##### DATA FOR ANALYSIS #####

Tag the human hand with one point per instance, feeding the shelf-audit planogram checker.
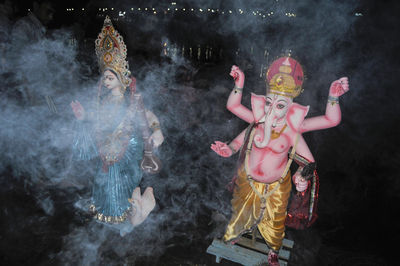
(221, 149)
(78, 110)
(238, 76)
(339, 87)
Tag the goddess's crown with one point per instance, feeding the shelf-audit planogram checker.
(111, 52)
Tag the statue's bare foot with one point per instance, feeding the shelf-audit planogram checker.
(142, 205)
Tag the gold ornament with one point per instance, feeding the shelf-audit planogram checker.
(111, 52)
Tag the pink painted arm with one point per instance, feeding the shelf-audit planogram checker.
(225, 150)
(333, 114)
(235, 98)
(303, 150)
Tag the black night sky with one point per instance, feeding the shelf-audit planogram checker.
(181, 59)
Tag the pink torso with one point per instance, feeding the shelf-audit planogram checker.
(267, 165)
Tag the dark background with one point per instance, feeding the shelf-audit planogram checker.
(358, 161)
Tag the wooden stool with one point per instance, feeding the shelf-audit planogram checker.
(249, 250)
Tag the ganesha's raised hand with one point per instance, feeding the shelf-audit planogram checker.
(339, 87)
(78, 110)
(221, 149)
(238, 76)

#####

*PROBLEM TO WORK ON:*
Where a line contains "Tag the wooden", begin there and output each line through the end of the data above, exactly; give no other lines.

*COMPLETED EXERCISE:*
Tag the wooden stool with one point per instance, feeding the shelf-audit planogram checker.
(249, 250)
Tag the ganesha's raised hand with one point per instance, feeding the shelf-audit planogram checker.
(339, 87)
(78, 110)
(221, 149)
(238, 76)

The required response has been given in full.